Исходный текст:
^^^^

Сзади – бедная могила Владимира (Володи) Менделеева, занесенная снегом; Люба отняла у отца два веночка из елки и положила на нее. Люба принесла несколько красных веночков.
Воротясь домой и увидав за окном в столовой подушку из снега, Люба стала представлять, как там идут маленькие человечки на лыжах вдоль по канату. Придется подарить ей коробку оловянных солдатиков.
<…>
26 января <1912>
Мама третьего дня вдруг стала говорить, что хочет заняться спиритизмом. Я ответил на это, что лучше говеть, например у Аггеева (если она может).
<…>
28 февраля <1912>
Вчера обедала мама, разговор сначала тяжелый, потом – хороший. Ночью я провожал ее на извозчике через Троицкий мост по мокрому снегу. Ей стало нравиться у нас в квартире – в большой степени от улучшения отношения Любы.
Сегодня днем – книги у букиниста (большой французский словарь истории и географии и Аполлодор). Вечерние прогулки (возобновляющиеся, давно не испытанные) по мрачным местам, где хулиганы бьют фонари, пристает щенок, тусклые окна с занавесочками. Девочка идет – издали слышно, точно лошадь тяжело дышит: очевидно, чахотка; она давится от глухого кашля, через несколько шагов наклоняется… Страшный мир.

^^^^

Задания для выполнения:
1. Отредактируйте фрагмент дневниковых записей от слов «Воротясь домой и» до слов «улучшения отношения Любы.» включительно: замените «Троицкий мост» на «Литейный мост».
2. Продолжите дневниковые записи, начав сразу после их последнего предложения.
Пункты набора данных никак не связаны с дневниковыми записями.

(Записи из набора данных)
^^^^

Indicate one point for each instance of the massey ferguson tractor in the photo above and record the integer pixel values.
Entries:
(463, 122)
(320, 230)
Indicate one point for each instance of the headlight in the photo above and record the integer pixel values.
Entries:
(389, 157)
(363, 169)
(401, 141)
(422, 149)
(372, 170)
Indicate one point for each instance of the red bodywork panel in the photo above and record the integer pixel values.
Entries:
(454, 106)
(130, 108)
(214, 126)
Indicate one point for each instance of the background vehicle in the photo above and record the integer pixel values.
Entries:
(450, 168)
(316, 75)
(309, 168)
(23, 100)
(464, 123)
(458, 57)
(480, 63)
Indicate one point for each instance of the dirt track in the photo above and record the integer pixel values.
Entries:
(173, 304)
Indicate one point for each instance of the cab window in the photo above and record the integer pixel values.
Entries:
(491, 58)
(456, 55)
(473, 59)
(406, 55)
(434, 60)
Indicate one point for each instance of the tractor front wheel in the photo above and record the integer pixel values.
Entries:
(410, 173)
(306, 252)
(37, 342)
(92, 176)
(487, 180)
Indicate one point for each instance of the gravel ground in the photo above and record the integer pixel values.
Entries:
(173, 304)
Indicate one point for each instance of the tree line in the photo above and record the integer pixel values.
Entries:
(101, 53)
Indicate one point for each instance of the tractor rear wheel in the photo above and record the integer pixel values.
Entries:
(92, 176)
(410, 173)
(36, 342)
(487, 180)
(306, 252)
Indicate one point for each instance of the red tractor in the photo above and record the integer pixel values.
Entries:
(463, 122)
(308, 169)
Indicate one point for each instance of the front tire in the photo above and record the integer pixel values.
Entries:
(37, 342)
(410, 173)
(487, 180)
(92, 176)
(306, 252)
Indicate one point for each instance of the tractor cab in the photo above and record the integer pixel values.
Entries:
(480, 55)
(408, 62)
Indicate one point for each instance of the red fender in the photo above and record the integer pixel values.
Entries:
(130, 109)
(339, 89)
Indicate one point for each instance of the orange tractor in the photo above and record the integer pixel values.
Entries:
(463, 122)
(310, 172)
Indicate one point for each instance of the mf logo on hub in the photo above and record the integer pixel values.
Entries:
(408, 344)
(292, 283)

^^^^

Выполненные задания:
1.
Воротясь домой и увидав за окном в столовой подушку из снега, Люба стала представлять, как там идут маленькие человечки на лыжах вдоль по канату. Придется подарить ей коробку оловянных солдатиков.
<…>
26 января <1912>
Мама третьего дня вдруг стала говорить, что хочет заняться спиритизмом. Я ответил на это, что лучше говеть, например у Аггеева (если она может).
<…>
28 февраля <1912>
Вчера обедала мама, разговор сначала тяжелый, потом – хороший. Ночью я провожал ее на извозчике через Литейный мост по мокрому снегу. Ей стало нравиться у нас в квартире – в большой степени от улучшения отношения Любы.

2.
<…>
20 марта <1912>
<…>
Вчера вечером передо мной пьяный на Большом проспекте на всем ходу соскочил с трамвая, но не вниз (как трезвые), а вверх (как пьяные). Оттого, как упал, так и остался лежать, – и струйка крови текла по лбу. Еще жив, кажется.
24 марта. «Страстная суббота»
«Собирают мнения писателей о самоубийцах. Эти мнения будут читать люди, которые нисколько не собираются кончать жизнь. Прочтут мнение о самоубийстве, потом – телеграмму о том, что где-нибудь кто-нибудь повешен, а где-нибудь какой-нибудь министр покидает свой пост и т. д. и т. д., а потом, не руководствуясь ни тем, ни другим, ни третьим, пойдут по житейским делам, какие кому назначены.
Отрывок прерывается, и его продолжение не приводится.